Manos Tsangaris (born 8 December 1956) is a German composer, musician, sound art installation and performance artist, and a poet. Since 2024, he is president of the Akademie der Künste Berlin (AdK).

== Life ==
Born in Düsseldorf, Tsangaris studied at the Hochschule für Musik und Tanz Köln from 1976 to 1983 composition with Mauricio Kagel and percussion with Christoph Caskel, and at the Kunstakademie Düsseldorf with Alfonso Hüppi. Since 1980, he has participated several times in the Darmstädter Ferienkurse for Neue Musik and worked for the Münchner Kammerspiele. In 1991, he was invited by the Soviet composers' association as artist-in-residence in Moscow, in the same year he received the Bernd Alois Zimmermann scholarship from the city of Cologne, in 1992/93, the scholarship at the Akademie Schloss Solitude and in 1997 the art prize of the Akademie der Künste (AdK) Berlin, of which he has been a member since 2009. In the same year, he received the Orchestra Prize of the Donaueschinger Musiktage for his piece Batsheba. Eat the History. Since 2012, he is head of the AdK section music. Since 2024, he is president of the AdK. In 2017, he was elected full member of the Bayerische Akademie der Schönen Künste in the music section.

• **Activity list**:
**1)** Answer these questions from the biography of Manos Tsangaris:
(a) In which city was Tsangaris born?
(b) With whom did he study composition?
(c) Which prize did he receive for his piece Batsheba. Eat the History?
**2)** Decide whether each statement agrees with the biography of Manos Tsangaris. Answer yes or no, and quote the words of the biography that settle it.
(a) Tsangaris studied percussion with Christoph Caskel.
(b) The city of Cologne invited Tsangaris to Moscow as artist-in-residence.
(c) Tsangaris was elected full member of the Bayerische Akademie der Schönen Künste in 2012.
**3)** Pick up the biography of Manos Tsangaris after its final sentence and continue it.

• **Referring expression data**:
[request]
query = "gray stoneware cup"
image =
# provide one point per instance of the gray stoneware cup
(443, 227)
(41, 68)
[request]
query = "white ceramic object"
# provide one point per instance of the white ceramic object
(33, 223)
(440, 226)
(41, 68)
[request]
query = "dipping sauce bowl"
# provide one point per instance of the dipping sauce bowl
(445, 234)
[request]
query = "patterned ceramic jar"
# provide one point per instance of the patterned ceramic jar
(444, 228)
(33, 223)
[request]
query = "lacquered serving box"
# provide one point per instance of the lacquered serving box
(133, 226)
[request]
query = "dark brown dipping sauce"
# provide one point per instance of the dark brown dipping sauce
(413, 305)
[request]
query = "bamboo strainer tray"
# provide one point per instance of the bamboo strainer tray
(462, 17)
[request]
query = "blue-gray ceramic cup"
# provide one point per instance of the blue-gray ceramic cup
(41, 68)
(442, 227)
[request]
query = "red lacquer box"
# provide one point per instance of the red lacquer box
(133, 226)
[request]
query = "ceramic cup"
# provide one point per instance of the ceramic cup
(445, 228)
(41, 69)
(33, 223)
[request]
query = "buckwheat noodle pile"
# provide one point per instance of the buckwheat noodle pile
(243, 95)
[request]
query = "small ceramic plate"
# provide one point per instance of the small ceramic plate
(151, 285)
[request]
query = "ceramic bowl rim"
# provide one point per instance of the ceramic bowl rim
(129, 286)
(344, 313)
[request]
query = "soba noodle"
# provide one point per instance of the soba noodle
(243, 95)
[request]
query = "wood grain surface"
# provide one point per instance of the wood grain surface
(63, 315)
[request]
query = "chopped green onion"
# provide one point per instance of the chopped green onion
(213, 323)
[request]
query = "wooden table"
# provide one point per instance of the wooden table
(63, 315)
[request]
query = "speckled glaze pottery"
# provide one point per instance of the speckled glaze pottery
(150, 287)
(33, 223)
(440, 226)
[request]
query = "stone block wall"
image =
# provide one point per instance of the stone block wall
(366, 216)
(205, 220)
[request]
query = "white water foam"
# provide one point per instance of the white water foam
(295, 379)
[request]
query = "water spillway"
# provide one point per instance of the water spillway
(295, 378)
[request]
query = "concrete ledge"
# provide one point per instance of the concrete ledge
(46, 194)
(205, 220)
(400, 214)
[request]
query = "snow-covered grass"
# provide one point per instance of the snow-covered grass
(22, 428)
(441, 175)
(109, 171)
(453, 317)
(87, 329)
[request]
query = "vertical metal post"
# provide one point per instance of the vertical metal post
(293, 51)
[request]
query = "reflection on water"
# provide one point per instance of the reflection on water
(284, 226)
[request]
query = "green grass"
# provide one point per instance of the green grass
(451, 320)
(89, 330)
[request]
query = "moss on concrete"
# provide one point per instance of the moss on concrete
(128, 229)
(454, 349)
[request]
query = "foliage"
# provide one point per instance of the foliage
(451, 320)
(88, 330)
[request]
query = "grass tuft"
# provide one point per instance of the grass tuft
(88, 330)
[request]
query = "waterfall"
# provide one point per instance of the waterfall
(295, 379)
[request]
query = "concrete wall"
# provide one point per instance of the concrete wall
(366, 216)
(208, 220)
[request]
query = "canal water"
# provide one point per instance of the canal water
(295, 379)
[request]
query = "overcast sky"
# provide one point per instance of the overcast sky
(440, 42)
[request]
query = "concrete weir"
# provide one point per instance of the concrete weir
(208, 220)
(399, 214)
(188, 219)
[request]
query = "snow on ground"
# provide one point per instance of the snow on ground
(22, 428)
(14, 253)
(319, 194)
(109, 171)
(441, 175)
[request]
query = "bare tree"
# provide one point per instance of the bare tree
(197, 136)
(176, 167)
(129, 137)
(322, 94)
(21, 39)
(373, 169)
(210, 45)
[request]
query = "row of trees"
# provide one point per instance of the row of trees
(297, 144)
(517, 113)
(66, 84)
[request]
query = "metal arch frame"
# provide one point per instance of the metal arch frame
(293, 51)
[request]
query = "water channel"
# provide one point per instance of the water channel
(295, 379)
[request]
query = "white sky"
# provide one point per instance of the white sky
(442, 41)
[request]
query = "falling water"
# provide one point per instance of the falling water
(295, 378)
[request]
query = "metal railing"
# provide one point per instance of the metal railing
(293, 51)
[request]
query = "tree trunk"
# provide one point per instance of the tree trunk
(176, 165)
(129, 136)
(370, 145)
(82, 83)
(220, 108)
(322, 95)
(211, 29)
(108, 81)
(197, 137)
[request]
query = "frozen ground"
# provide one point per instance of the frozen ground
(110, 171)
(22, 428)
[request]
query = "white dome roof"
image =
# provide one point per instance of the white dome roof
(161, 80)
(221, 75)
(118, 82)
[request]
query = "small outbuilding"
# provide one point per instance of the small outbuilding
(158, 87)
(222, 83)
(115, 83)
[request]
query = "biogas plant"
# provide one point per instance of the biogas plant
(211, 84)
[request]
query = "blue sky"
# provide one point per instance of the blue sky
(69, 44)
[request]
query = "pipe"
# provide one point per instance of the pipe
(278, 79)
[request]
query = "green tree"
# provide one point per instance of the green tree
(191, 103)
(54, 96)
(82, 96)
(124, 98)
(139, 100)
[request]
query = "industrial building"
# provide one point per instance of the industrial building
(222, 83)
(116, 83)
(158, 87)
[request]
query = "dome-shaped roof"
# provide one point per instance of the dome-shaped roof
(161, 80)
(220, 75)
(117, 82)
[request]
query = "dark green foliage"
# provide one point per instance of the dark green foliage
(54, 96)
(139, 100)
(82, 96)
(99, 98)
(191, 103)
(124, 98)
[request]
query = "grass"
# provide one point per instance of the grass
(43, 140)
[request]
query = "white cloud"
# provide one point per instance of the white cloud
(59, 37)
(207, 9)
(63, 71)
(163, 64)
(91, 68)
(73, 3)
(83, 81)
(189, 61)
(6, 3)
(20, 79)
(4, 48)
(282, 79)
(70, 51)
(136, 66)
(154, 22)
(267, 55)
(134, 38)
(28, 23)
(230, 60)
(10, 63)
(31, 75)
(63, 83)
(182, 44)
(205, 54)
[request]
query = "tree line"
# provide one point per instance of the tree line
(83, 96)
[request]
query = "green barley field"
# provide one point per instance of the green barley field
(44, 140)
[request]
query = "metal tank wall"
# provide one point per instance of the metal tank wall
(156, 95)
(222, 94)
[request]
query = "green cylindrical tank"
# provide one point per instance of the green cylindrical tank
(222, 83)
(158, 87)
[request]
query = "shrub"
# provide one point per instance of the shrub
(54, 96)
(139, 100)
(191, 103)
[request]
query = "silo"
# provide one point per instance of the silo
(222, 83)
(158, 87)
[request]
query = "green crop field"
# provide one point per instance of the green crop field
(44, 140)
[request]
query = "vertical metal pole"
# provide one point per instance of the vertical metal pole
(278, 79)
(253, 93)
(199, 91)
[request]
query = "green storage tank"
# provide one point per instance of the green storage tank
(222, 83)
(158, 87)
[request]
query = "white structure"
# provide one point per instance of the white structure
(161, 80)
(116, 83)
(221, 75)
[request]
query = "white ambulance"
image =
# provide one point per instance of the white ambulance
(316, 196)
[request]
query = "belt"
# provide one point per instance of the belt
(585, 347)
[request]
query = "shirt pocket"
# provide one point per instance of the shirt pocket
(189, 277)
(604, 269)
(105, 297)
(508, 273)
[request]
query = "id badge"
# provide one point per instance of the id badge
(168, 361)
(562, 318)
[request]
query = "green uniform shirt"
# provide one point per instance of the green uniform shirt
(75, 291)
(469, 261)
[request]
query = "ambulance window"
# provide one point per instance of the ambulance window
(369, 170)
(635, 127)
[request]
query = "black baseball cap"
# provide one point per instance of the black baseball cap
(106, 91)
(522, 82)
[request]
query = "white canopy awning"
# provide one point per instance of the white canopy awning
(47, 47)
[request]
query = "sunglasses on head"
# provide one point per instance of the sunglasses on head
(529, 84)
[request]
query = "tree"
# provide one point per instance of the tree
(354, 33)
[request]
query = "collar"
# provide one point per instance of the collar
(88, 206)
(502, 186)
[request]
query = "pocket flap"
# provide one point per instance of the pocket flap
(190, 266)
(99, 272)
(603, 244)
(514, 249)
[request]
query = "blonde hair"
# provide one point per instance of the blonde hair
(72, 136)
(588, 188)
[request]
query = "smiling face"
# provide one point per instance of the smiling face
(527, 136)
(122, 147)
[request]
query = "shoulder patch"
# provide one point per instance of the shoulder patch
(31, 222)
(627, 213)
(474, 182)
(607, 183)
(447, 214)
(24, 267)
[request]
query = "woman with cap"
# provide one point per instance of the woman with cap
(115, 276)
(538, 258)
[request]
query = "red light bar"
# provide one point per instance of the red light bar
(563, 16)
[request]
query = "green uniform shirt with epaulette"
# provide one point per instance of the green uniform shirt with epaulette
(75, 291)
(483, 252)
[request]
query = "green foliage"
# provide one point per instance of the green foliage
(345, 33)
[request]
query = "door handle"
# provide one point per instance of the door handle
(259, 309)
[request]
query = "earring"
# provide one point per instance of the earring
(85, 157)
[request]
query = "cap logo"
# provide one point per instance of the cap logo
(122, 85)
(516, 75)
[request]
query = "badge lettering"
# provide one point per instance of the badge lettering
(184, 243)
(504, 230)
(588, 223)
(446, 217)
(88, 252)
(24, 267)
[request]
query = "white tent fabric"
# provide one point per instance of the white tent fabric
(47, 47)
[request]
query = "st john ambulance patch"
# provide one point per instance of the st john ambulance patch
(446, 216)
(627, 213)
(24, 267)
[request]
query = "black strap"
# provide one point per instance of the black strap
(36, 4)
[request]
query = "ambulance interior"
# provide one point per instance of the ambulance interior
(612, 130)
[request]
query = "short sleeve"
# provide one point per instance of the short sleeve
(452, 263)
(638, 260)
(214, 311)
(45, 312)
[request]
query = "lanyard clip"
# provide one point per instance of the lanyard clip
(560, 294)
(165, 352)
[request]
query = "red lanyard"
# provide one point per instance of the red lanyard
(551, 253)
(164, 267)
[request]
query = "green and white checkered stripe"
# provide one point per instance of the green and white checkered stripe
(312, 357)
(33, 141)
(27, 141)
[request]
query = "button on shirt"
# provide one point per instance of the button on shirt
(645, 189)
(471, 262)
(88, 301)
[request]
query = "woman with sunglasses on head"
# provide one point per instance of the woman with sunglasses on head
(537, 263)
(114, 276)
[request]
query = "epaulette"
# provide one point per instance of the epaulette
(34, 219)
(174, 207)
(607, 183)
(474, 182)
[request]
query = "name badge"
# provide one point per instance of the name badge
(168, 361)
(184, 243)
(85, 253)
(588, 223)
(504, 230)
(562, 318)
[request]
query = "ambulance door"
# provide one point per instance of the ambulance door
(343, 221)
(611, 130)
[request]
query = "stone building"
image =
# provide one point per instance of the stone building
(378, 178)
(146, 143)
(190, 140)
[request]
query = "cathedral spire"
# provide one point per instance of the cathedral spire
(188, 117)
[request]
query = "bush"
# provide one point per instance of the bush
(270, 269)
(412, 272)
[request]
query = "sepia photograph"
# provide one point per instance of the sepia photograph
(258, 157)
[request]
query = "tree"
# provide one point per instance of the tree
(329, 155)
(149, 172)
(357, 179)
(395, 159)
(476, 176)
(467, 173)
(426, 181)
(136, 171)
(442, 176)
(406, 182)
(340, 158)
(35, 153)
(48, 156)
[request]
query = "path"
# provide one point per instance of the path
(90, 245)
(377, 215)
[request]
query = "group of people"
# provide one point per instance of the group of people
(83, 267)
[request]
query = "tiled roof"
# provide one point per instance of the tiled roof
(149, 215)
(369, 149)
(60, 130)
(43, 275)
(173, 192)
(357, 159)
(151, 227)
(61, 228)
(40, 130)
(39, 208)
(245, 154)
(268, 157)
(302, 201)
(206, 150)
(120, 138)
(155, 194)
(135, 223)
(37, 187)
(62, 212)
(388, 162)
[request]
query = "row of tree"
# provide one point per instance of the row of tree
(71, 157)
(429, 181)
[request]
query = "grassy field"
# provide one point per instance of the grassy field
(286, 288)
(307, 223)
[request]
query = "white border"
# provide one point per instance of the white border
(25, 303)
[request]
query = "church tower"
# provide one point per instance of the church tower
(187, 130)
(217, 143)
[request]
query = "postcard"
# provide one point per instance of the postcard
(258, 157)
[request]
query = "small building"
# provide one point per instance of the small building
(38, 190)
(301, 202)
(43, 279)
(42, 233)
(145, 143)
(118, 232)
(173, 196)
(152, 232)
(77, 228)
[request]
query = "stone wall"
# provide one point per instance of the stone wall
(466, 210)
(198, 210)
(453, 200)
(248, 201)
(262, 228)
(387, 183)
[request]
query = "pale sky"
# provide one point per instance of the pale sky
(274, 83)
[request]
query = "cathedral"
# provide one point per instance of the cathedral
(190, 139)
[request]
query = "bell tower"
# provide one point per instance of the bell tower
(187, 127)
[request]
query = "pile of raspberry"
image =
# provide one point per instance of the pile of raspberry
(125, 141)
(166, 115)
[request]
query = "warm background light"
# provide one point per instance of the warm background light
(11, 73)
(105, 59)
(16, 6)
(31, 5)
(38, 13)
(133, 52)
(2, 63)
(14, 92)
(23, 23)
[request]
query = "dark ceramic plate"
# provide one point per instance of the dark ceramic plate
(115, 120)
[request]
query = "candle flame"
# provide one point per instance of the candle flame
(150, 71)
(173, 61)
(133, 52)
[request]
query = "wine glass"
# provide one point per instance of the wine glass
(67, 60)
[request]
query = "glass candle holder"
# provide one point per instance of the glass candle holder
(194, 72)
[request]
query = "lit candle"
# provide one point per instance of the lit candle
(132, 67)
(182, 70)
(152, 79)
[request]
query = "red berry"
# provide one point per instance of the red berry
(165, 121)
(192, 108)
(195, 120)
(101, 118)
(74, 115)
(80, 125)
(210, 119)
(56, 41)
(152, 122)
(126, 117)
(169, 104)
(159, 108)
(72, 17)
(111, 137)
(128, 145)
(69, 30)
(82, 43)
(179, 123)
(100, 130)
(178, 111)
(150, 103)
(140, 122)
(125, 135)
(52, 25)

• **Answers by item number**:
**1)**
(a) Düsseldorf
(b) Mauricio Kagel
(c) The Orchestra Prize of the Donaueschinger Musiktage

**2)**
(a) Yes: "percussion with Christoph Caskel"
(b) No: "he was invited by the Soviet composers' association as artist-in-residence in Moscow"
(c) No: "In 2017, he was elected full member of the Bayerische Akademie der Schönen Künste in the music section."

**3)**
Since the 1970s, Tsangaris has published poems, performed as a soloist and with various music groups (including Ritim Grup and MIR) and exhibited drawings, theatre machinery and sound installations. He participated in festivals such as Cologne–New York in New York (1989), Ars Electronica in Linz (1991), Linz; "Sound Ways" in Saint Petersburg (1995), "Yokohama Arts" (1997) and the "Musica-Festival Strasbourg" (1998).

Tsangaris has composed works commissioned by the Westdeutscher Rundfunk, the Südwestrundfunk, the Bayerische Staatsoper, the Kölner Philharmonie, the Diözesanmuseum Köln, the Kunststiftung Nordrhein-Westfalen, the Katholisches Bildungswerk Köln and the city of Witten. He is also active as a percussionist; he plays with Jaki Liebezeit and other percussionists in the improvisation ensemble Drums Off Chaos.

In 2009, he was appointed professor of composition at the Hochschule für Musik Dresden. In 2015 he was a scholarship holder at the Villa Massimo in Rome. In 2016, Tsangaris took over the artistic direction of the Munich Biennale together with the Swiss composer Daniel Ott (as successor to Peter Ruzicka).

== Publications==
- Tsangaris, Manos (1986). "Stille Post"
- Tsangaris, Manos (1990). "3 x 8 Zeichnungen und 14 Gedichte"
- Tsangaris, Manos (1995). "Mundmassung"
- Tsangaris, Manos (2002). "Die kleine Trance"
- Tsangaris, Manos (2014). "Werkbuch Manos Tsangaris"
- Tsangaris, Manos (2017). "Unbekannte Empfänger: Gedichte"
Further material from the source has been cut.